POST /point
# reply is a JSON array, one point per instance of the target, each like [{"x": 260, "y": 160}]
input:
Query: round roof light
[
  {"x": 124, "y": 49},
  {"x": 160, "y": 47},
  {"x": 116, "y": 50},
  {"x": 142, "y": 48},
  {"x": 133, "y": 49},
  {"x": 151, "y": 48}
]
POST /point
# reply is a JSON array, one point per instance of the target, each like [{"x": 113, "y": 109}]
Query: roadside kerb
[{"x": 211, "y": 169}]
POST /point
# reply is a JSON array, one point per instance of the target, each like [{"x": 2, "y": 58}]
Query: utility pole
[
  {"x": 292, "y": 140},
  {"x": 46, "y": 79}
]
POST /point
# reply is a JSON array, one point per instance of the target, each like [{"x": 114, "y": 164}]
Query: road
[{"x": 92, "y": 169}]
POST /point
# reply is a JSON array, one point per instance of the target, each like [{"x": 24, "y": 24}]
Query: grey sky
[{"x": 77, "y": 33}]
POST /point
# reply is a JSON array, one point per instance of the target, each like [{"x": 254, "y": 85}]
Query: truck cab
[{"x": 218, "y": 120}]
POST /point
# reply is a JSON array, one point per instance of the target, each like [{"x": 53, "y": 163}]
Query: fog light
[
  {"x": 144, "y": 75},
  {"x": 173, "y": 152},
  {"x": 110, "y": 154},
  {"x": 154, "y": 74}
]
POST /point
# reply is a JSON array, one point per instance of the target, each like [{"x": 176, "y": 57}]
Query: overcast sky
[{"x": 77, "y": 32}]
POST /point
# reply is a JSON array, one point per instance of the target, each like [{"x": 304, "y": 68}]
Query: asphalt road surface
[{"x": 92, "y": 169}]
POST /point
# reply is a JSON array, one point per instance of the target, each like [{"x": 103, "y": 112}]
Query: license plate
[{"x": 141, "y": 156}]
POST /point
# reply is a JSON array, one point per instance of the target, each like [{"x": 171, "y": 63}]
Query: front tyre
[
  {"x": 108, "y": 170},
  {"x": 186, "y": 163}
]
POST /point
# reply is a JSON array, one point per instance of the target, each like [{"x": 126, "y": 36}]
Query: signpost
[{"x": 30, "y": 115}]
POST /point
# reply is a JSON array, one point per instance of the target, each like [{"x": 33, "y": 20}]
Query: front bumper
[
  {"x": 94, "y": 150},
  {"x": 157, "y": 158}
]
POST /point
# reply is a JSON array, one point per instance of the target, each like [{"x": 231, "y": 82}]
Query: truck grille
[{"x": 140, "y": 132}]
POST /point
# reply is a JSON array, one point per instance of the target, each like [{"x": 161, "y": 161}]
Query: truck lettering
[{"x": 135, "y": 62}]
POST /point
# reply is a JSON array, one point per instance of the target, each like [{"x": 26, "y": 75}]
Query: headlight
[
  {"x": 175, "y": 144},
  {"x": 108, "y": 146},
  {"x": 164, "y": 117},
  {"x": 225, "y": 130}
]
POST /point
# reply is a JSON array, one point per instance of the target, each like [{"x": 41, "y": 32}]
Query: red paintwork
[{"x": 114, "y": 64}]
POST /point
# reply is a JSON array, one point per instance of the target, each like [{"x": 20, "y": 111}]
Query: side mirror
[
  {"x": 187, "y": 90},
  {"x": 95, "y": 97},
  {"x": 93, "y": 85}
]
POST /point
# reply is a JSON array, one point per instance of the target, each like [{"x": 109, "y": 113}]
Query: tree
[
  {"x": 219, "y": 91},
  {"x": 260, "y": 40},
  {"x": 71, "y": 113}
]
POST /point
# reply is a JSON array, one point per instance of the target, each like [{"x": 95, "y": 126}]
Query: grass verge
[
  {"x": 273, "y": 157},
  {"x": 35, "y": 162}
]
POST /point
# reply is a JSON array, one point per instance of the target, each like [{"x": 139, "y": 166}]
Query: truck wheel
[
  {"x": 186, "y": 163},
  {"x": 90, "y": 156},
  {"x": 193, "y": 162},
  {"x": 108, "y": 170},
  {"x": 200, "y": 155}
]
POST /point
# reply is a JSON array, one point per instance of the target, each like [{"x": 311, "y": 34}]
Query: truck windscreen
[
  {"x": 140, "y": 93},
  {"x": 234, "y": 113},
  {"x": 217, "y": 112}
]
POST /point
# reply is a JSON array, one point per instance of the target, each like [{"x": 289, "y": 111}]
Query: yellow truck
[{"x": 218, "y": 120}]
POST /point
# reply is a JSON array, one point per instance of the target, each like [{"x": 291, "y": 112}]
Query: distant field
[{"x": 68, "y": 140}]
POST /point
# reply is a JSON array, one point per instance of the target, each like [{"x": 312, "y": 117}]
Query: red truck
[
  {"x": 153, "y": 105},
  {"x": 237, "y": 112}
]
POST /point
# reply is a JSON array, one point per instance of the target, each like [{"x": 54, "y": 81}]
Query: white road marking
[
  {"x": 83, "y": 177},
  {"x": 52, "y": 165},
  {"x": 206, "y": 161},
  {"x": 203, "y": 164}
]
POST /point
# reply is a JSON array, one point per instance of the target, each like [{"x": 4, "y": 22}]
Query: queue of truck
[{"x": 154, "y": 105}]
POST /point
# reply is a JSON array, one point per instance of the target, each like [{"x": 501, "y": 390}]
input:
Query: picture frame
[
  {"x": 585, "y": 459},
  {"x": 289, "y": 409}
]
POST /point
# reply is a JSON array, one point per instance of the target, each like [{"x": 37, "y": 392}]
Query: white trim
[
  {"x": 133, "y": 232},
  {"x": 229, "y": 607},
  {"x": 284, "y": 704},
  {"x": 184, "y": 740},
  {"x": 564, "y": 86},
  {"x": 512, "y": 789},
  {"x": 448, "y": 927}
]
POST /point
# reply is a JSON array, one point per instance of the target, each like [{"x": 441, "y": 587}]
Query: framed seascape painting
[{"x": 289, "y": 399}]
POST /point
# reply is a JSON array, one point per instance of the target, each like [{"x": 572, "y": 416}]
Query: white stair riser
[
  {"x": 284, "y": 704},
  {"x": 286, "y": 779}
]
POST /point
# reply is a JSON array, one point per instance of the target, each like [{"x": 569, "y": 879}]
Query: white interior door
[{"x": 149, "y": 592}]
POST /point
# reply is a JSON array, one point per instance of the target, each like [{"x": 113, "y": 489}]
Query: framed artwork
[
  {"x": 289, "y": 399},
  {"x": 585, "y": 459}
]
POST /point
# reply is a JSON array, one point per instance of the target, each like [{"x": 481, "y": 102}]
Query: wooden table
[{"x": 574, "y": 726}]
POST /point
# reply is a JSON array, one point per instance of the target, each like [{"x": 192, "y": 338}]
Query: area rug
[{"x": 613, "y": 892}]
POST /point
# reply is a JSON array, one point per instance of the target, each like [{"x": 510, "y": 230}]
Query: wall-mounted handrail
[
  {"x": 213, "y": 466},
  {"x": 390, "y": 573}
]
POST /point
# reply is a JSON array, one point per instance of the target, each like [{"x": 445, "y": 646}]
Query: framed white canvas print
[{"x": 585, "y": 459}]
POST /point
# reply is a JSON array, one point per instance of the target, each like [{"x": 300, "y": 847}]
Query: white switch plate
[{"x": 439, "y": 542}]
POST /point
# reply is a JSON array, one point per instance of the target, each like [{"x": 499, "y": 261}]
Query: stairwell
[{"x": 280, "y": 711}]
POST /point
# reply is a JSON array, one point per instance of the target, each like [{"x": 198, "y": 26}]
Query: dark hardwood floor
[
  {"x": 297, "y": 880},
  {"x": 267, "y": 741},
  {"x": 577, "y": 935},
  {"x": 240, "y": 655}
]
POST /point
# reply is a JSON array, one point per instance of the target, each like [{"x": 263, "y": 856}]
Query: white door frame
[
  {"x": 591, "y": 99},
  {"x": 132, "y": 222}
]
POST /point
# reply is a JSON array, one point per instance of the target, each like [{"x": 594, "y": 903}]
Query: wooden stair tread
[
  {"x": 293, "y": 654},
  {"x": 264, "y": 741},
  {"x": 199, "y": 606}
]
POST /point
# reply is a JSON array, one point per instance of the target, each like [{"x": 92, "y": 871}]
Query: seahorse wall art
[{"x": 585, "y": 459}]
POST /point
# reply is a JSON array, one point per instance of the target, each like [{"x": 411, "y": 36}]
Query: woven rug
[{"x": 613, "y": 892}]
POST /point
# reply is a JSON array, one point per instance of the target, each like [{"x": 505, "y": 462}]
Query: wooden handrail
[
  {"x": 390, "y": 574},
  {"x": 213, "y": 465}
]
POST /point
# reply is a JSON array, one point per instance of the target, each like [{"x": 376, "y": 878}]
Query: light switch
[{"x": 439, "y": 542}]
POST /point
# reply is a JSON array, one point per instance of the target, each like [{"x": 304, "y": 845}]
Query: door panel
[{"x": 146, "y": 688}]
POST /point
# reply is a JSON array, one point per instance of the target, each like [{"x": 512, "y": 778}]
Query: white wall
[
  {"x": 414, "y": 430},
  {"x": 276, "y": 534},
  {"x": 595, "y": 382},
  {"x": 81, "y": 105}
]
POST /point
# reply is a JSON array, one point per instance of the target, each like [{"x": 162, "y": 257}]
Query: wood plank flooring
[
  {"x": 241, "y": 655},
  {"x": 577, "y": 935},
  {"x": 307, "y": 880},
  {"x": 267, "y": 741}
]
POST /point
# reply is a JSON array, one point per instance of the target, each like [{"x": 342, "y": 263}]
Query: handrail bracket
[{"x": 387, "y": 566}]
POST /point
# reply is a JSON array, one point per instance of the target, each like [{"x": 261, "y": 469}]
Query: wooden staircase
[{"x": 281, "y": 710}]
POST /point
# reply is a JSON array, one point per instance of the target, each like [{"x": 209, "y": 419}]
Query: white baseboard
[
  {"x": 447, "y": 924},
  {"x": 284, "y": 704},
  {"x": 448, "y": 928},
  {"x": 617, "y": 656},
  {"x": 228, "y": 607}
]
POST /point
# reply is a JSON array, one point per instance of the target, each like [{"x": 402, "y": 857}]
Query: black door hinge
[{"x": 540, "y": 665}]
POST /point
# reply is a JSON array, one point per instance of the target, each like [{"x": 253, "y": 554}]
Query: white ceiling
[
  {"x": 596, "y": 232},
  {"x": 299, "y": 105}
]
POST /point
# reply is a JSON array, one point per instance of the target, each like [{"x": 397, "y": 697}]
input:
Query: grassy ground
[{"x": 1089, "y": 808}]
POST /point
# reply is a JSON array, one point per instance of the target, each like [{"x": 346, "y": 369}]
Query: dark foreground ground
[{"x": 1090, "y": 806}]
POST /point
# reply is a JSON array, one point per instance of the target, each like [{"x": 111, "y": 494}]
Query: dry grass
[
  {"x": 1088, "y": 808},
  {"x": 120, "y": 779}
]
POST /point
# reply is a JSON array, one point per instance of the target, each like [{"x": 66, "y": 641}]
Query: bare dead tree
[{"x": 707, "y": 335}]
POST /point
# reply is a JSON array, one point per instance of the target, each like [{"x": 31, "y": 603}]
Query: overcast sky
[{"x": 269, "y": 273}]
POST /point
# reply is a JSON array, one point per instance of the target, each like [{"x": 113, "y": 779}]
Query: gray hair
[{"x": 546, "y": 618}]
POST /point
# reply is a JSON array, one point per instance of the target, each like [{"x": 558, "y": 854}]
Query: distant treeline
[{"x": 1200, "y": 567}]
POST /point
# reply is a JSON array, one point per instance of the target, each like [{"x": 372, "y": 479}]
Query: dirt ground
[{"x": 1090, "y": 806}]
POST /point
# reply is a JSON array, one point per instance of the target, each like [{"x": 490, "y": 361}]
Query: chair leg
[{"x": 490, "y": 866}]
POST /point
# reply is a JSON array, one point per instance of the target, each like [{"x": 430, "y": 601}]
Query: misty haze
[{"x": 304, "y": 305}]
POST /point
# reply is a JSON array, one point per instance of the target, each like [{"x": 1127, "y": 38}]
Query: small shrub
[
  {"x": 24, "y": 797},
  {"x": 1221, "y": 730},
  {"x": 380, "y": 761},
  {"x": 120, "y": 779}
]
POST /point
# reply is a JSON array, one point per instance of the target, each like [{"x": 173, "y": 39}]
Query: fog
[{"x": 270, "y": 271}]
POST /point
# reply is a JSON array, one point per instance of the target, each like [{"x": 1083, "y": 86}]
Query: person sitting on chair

PROBLEM STATEMENT: Which lines in the rows above contain the word "white"? Pick out each of them and copy it in full.

FULL OUTPUT:
Query: white road marking
Query: white trim
Query: white stair riser
Query: white interior door
Query: framed white canvas print
Query: white switch plate
Query: white door frame
Query: white wall
Query: white baseboard
Query: white ceiling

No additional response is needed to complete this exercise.